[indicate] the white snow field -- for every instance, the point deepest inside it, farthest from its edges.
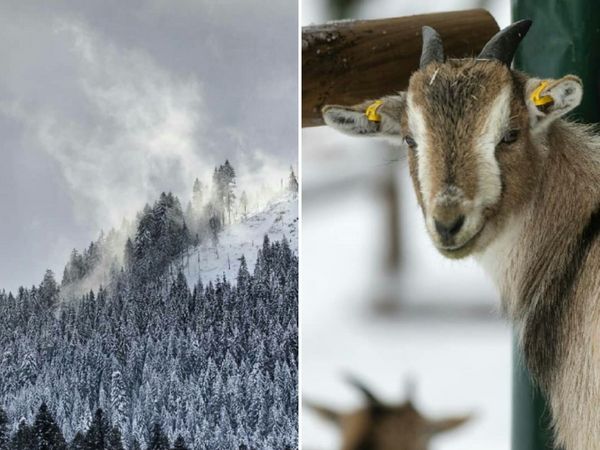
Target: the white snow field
(278, 219)
(442, 329)
(446, 334)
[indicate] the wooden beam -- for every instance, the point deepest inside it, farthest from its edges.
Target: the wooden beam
(348, 62)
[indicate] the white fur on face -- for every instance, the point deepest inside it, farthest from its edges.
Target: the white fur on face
(416, 123)
(489, 182)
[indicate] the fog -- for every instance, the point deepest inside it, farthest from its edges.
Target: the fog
(105, 105)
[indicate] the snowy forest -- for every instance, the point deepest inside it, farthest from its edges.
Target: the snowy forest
(140, 356)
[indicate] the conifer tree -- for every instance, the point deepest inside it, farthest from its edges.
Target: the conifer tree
(96, 437)
(115, 441)
(4, 431)
(292, 181)
(158, 439)
(78, 442)
(47, 434)
(23, 439)
(180, 444)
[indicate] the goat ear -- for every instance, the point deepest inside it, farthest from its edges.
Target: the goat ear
(371, 118)
(326, 413)
(447, 424)
(547, 100)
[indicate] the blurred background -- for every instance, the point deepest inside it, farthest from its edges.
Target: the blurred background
(378, 301)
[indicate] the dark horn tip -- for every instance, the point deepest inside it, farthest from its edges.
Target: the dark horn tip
(523, 25)
(503, 45)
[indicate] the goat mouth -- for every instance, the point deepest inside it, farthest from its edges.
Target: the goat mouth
(464, 249)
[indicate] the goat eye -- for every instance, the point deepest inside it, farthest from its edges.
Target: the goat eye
(410, 142)
(510, 136)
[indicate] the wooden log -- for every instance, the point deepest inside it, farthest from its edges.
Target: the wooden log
(347, 62)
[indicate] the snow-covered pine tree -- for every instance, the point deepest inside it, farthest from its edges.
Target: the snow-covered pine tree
(115, 441)
(47, 434)
(23, 438)
(78, 442)
(4, 431)
(180, 444)
(292, 181)
(158, 439)
(96, 437)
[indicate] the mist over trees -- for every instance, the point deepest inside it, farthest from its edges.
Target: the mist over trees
(148, 359)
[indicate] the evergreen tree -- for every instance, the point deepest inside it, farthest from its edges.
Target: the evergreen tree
(24, 438)
(4, 431)
(115, 441)
(96, 437)
(47, 434)
(78, 442)
(244, 205)
(158, 440)
(292, 181)
(48, 292)
(197, 195)
(180, 444)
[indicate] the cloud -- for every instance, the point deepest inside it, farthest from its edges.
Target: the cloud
(142, 135)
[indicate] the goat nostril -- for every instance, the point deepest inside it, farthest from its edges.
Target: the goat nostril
(447, 231)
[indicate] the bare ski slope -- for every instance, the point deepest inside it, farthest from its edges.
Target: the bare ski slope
(278, 219)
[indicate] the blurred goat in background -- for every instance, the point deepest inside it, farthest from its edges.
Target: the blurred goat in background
(381, 426)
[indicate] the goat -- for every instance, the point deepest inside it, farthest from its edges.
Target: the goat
(499, 174)
(379, 426)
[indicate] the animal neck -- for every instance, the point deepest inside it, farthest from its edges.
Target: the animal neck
(535, 244)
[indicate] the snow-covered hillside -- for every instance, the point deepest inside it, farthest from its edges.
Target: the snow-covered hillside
(279, 219)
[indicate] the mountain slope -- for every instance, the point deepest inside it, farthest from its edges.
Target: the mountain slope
(278, 220)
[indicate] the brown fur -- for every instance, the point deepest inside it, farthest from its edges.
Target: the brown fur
(379, 426)
(539, 237)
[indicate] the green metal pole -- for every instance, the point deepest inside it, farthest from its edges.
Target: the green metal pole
(564, 38)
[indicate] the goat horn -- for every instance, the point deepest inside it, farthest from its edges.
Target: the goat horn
(503, 45)
(433, 49)
(373, 401)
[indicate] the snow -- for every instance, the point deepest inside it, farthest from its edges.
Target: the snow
(445, 335)
(441, 327)
(278, 220)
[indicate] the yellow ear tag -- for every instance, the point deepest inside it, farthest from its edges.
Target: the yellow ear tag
(541, 100)
(371, 111)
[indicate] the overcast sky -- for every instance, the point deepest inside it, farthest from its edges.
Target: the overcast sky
(103, 105)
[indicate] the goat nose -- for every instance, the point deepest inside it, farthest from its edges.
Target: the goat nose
(448, 229)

--

Aim :: Copy out again, word for word, the entries from the line containing "[indicate] the blurred goat" through the end of the entries, including both the first and last lines.

Exercise output ::
[indicate] the blurred goat in background -- for every instance, the point deepest inside it, farthest from its edges.
Target: the blurred goat in background
(381, 426)
[indicate] the goat -- for every instance, the point deepest inside it, farthest from its edges.
Target: the goat
(499, 174)
(379, 426)
[indicate] the animal neck -- for every instance, the point deepest inside it, farthest from its edges.
Target: the animal neck
(535, 244)
[indicate] the snow-covered hillside -- for every instance, the point deepest inside it, farthest from its edges.
Target: the snow-covered hillside
(279, 219)
[indicate] the mountain slope -- for every instance, the point deepest inside it, farthest from its edges.
Target: the mountain slope
(278, 220)
[indicate] the brown fur -- for every instance, the point deepest inside it, farthest from its edges.
Target: the brown fur
(379, 426)
(539, 237)
[indicate] the green metal pole -- for every instance, the point deepest inside it, farthest from its edges.
Target: the green metal pole
(564, 38)
[indicate] the goat horn -- for every instance, the point deepest inside it, farthest from its edges.
Target: the goat horn
(503, 45)
(433, 49)
(373, 401)
[indicate] the snow -- for every instance, the point deepest inside it, farthest from its edges.
Target: the snow
(445, 335)
(441, 327)
(278, 220)
[indicate] the yellow ear tag -- for every instance, the point deepest inside it, farthest from its edges.
Target: the yellow ear tag
(541, 100)
(371, 111)
[indicate] the overcast sky -- for every instance, the point deepest inside it, farthest from its edges.
Target: the overcast sky
(103, 105)
[indicate] the goat nose -- for every instance, the point deepest inside it, farthest from its edges.
Target: the goat nose
(448, 229)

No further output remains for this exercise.